DIRECTIONS | Continue the passage below about the launch of Watson for Genomics by IBM Watson Health and Quest Diagnostics, starting after its final sentence.

PASSAGE SHOWN |

=====

Oncologist, Dr. Norman Sharpless, and pathologist, Dr. Nirali Patel, of the University of North Carolina Lineberger Comprehensive Cancer Center review cancer treatment insights from Watson for Genomics.
IBM Watson Health and Quest Diagnostics have joined forces to launch Watson for Genomics from Quest Diagnostics, a platform that combines genomic tumor sequencing with the computing prowess of Watson. This is the first time Watson for Genomics is made publicly available to physicians across the United States. The service will involve analysis of the genetic makeup of patient tumors to help locate and identify mutations that are associated with clinical trials and targeted therapies. Watson then takes this patient data and compares it with all the scientific literature and clinical trial data based on inputs provided by oncologists. This information can then be used by oncologists all over the country to make informed decisions about the treatment plans for these patients.

=====

ENTRIES PROVIDED |
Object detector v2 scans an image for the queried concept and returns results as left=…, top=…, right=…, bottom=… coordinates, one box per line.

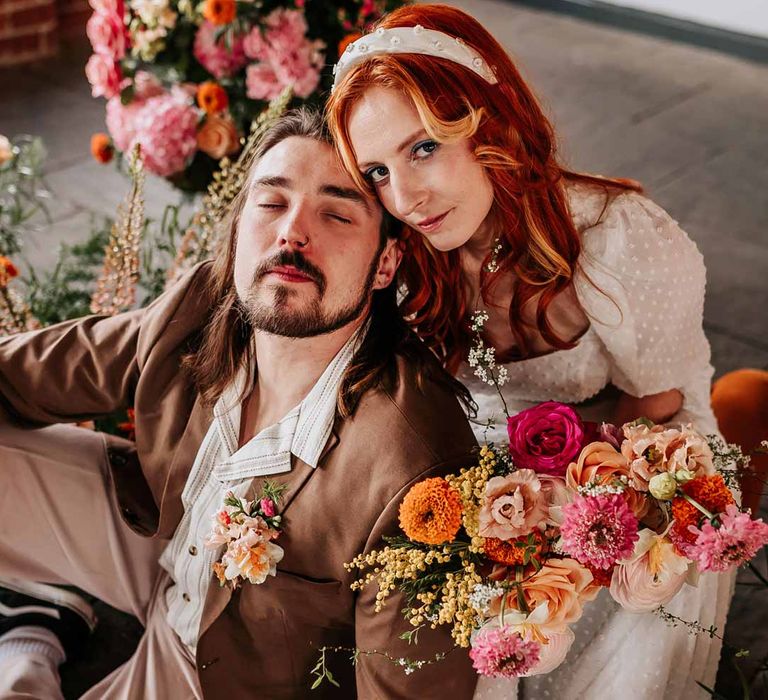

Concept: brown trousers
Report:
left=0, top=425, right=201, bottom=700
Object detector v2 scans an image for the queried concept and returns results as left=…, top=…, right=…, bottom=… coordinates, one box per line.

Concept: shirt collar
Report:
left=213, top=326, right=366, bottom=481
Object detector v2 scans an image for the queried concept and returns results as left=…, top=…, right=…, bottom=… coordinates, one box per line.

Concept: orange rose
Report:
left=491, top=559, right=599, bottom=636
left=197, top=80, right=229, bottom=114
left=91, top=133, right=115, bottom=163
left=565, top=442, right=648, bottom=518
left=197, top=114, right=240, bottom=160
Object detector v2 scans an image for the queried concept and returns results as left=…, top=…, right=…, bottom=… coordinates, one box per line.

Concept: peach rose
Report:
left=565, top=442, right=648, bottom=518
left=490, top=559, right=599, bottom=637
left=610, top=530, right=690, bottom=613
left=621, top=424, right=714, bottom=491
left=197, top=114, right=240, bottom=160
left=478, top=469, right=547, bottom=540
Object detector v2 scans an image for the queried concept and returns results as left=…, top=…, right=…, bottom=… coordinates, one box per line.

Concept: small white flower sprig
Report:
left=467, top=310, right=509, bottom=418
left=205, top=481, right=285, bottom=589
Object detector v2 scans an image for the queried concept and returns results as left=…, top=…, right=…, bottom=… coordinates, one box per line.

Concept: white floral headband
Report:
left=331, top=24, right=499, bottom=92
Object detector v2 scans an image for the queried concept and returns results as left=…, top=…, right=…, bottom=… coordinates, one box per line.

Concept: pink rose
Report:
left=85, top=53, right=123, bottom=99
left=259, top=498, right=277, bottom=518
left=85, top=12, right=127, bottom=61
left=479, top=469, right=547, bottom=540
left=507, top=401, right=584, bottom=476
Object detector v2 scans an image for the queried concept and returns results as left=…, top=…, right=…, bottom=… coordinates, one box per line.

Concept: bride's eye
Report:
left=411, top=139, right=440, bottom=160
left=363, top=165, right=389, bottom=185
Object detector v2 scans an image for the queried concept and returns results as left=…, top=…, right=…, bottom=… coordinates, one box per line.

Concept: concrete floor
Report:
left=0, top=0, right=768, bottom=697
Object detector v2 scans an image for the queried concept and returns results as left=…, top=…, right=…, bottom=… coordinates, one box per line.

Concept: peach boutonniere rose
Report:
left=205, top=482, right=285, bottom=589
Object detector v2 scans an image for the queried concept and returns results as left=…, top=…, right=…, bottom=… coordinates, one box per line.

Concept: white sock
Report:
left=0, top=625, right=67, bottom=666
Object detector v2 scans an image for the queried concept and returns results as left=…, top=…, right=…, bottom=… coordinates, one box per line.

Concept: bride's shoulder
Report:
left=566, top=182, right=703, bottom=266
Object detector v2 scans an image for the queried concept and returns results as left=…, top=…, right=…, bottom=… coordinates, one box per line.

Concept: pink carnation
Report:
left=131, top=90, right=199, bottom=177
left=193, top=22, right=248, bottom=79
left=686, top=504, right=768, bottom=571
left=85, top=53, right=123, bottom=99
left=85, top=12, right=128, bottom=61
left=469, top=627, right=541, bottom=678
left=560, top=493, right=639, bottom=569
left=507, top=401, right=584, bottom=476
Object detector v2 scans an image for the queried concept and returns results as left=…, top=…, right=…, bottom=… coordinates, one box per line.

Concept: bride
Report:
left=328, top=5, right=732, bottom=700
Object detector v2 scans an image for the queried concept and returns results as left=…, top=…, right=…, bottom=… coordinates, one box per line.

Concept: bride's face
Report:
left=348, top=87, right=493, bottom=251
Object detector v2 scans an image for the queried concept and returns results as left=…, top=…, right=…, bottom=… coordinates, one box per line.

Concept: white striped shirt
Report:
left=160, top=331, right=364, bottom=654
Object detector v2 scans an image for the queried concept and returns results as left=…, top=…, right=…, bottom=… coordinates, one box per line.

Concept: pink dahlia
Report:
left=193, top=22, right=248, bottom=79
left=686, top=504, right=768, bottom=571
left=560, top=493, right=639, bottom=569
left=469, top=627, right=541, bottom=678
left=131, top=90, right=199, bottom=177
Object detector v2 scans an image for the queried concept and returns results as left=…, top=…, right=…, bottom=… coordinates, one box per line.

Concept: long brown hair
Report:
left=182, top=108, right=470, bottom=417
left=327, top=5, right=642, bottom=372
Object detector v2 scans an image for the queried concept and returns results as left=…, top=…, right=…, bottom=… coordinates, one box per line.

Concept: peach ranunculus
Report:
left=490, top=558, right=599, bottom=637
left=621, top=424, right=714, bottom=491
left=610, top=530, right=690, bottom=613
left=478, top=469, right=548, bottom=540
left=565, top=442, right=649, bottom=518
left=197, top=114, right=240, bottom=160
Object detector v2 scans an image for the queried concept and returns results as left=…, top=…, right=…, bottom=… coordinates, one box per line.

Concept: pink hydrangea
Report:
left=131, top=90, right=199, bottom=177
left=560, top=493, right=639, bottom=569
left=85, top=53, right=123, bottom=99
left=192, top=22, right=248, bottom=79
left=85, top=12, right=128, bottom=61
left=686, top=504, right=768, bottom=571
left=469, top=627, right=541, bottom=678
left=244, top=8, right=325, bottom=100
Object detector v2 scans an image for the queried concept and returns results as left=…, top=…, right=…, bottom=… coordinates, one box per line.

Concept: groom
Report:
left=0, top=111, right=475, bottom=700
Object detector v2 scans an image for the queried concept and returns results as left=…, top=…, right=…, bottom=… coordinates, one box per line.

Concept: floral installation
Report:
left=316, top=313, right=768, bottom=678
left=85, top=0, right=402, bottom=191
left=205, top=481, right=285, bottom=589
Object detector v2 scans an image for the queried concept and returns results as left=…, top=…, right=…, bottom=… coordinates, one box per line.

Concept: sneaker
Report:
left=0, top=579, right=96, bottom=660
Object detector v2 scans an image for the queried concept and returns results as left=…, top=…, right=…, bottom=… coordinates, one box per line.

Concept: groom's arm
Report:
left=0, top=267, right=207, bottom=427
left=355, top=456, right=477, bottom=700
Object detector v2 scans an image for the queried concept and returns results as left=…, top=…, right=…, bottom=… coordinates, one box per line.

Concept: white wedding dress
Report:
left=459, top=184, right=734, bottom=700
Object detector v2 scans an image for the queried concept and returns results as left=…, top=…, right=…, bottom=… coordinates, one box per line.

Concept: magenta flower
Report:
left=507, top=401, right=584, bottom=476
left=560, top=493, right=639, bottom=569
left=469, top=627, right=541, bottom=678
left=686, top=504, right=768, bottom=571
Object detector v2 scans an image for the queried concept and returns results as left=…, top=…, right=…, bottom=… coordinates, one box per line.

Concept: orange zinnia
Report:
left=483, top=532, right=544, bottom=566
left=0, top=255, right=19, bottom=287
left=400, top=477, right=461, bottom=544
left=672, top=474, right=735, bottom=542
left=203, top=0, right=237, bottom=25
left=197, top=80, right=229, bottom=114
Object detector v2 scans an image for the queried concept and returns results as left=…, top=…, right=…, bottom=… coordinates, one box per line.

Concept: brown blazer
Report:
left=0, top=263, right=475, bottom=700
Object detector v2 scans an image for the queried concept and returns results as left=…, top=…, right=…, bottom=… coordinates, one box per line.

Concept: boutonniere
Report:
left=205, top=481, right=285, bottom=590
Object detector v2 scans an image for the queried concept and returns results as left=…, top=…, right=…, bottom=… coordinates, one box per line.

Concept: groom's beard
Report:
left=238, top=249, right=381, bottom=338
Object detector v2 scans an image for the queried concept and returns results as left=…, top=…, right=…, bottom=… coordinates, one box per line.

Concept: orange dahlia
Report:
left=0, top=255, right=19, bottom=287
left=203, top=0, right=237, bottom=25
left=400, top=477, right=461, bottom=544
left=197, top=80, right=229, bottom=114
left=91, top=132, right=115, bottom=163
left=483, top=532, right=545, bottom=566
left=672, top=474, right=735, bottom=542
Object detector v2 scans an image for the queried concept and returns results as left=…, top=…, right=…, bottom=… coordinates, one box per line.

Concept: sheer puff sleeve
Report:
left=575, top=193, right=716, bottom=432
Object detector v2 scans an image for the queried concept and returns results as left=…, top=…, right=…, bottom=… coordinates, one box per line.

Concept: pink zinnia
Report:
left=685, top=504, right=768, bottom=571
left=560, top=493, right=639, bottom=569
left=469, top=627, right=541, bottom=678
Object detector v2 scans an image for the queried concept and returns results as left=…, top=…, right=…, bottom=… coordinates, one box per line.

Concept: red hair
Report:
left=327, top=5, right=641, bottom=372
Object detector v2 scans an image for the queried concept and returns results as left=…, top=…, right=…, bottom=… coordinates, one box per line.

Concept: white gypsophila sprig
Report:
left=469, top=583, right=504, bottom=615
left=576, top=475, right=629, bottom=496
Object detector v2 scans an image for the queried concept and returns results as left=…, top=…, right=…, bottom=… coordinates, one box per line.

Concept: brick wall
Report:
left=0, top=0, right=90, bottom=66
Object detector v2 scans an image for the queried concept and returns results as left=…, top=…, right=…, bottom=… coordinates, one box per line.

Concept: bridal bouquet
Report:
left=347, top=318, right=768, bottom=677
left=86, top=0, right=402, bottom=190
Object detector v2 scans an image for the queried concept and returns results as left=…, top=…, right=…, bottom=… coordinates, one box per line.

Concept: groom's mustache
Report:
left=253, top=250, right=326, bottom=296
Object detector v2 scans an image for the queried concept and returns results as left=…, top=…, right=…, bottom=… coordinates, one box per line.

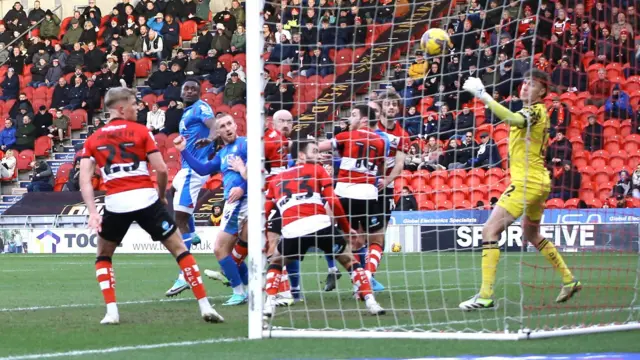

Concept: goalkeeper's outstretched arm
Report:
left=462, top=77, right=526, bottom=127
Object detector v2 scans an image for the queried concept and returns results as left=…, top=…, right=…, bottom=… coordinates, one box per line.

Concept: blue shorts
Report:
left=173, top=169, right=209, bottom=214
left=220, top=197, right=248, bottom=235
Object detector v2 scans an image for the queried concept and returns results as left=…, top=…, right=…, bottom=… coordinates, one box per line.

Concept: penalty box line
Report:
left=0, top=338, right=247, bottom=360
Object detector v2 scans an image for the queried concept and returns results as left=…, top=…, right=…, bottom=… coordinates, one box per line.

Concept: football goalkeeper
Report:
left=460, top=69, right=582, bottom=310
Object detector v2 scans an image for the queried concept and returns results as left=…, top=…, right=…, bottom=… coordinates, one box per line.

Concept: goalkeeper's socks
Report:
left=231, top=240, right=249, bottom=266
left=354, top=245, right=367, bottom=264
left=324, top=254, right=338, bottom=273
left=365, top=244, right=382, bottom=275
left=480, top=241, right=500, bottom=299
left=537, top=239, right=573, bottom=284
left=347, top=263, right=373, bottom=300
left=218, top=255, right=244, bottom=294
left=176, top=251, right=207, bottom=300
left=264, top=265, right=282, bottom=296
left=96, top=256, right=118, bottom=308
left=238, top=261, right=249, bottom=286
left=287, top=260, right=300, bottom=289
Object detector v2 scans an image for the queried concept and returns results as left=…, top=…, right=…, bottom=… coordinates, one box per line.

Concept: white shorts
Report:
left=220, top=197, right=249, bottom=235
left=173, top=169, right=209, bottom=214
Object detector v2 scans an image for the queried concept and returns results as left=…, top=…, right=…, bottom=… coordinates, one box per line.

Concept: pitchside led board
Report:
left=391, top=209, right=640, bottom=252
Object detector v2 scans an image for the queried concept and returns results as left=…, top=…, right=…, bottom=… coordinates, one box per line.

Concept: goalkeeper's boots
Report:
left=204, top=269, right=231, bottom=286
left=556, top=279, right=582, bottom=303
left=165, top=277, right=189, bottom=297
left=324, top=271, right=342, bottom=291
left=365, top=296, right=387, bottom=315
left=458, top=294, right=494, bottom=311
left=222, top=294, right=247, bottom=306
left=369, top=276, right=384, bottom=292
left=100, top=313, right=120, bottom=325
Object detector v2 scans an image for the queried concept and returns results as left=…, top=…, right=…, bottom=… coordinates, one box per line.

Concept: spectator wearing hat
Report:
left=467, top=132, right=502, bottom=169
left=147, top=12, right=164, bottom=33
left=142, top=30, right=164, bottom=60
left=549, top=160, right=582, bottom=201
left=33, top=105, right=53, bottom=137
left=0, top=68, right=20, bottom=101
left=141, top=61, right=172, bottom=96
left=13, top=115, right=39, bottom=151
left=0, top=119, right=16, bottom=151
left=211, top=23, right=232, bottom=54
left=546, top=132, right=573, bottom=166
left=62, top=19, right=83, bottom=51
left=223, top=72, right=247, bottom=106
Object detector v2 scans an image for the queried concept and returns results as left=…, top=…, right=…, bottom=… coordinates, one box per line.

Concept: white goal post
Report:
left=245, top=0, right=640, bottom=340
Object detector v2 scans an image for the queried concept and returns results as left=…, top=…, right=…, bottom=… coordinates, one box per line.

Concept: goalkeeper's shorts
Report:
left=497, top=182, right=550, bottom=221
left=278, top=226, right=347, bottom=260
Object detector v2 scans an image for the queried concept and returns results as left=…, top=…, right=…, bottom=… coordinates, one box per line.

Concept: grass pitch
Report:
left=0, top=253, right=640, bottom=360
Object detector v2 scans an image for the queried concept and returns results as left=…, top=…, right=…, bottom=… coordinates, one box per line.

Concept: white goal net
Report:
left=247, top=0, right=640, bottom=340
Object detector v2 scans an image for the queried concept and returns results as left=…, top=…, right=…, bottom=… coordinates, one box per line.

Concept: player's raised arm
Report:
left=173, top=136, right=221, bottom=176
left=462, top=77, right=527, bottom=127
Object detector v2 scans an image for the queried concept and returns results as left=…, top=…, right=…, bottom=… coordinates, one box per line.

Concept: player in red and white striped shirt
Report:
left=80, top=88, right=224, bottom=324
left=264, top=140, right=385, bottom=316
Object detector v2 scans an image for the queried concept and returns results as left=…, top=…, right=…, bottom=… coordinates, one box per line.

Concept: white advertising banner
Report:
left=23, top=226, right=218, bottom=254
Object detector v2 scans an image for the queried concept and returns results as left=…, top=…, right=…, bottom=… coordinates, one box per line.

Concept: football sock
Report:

=====

ANSWER FOR THIS EXERCISE |
As we understand more about cancer, the more we come to realize that there are several different mutations involved in the process and each mutation responds to different medications with different intensities. High throughput analysis of the scientific literature will lead to easier identification of potentially successful therapies. What could take a group of oncologists days or months to identify potential treatments, may be narrowed down to a few hours because of Watson’s data crunching capabilities.
“The beauty of Watson is that it can be used to dramatically scale access to knowledge and scientific insight, whether a patient is being treated in an urban academic medical center or a rural community clinic,” said John Kelly III, PhD, senior vice president, IBM Research and Cognitive Solutions, in a press release. “Through this collaboration with the cancer community’s leading clinical and pathology experts, thousands of more patients can potentially benefit from the world’s growing body of knowledge about this disease.”
The Memorial Sloan Kettering Cancer Center (MSKCC) will contribute to this collaboration through their platform OncoKB, a precision oncology knowledge base that provides information on specific abnormalities in genes that lead to the growth of a tumor. Additional gene sequencing capabilities will also be provided by the Broad Institute of MIT and Harvard. This partnership between multiple industrial and academic institutions will help urge in the next era of precision oncology that will treat each patient individually based on their specific disease conditions to increase success rates of cancer therapies.